### FRAGMENTO DE LA COLUMNA
□ □ □ □ □ □ □

Por Fernando Mires en el Blog POLIS
Todavía,
cuando aún no se apagan los ecos de protesta frente al atroz asesinato cometido
en Santiago de Chile en la persona del joven homosexual Daniel Zamudio.
Todavía, cuando la mayoría de los intelectuales latinoamericanos señalan que lo
ocurrido en Chile no fue un accidente sino expresión de una cultura que ha
hecho del machismo una ideología dominante. Todavía, cuando hasta los más
iletrados comienzan a entender, después de la muerte de Zamudio, que la
homofobia es una de las formas que asume “el odio al prójimo” -ese mismo odio
que otras veces convierte en objetos a los enfermos (físicos y psíquicos), a
los “negros”, “judíos”, “extranjeros” y, no por último, a las mujeres-. Y
todavía, después de todo eso, leo, sin poder creer, las palabras del Ministro
del Exterior venezolano Nicolás Maduro, quien en un discurso pronunciado en las
afueras de la Embajada de Cuba en Caracas, transmitido por la televisión
estatal, utilizó la palabra “mariconson” al lado de la palabra fascista para
insultar al candidato electoral de la oposición.
Que en los
bajos fondos, en las cárceles o en los cuarteles, los homosexuales sean objeto
de escarnio, es lacra imputable al inventario de una cultura que ha hecho de
“la destrucción del otro” uno de sus signos más notorios. Pero cuando un
Ministro del Exterior -es decir, un personero en contacto con el mundo, alguien
que se codea con políticos cosmopolitas, quien ha conocido en sus viajes a
países y culturas- vitupera al prójimo con el calificativo de “mariconson”,
llevaría en cualquier país medianamente democrático –no sólo en Europa- a
exigir la inmediata renuncia del indigno funcionario.
Usar,
además, la palabra “mariconson” justo al lado de la palabra fascista, delata la
perversidad ideológica de un hombre, quizás de un régimen, quienes, al negar el
derecho a la diferencia en todas sus formas, se convierten, por eso mismo, en
enemigos radicales de la libertad.

□ □ □ □ □ □ □

### OBJETIVO DE LA TAREA
Copia de la columna todo lo que va desde "Por Fernando Mires" hasta "homosexual Daniel Zamudio.", sustituyendo "atroz" por "brutal". Para resolver, apóyate únicamente en la columna.

□ □ □ □ □ □ □

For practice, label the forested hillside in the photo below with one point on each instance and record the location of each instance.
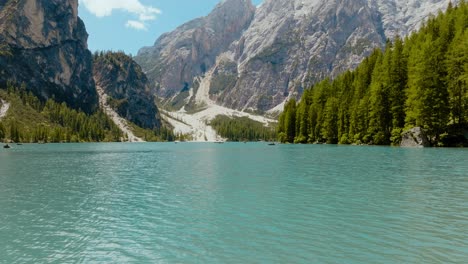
(32, 120)
(419, 81)
(242, 129)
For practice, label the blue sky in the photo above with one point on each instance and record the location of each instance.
(129, 25)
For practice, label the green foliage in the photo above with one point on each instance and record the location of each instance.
(242, 129)
(419, 81)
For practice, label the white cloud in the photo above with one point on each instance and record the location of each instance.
(136, 25)
(143, 13)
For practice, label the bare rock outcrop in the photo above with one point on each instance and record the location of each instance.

□ □ □ □ □ □ □

### RESPUESTA DE LA TAREA
Por Fernando Mires en el Blog POLIS
Todavía,
cuando aún no se apagan los ecos de protesta frente al brutal asesinato cometido
en Santiago de Chile en la persona del joven homosexual Daniel Zamudio.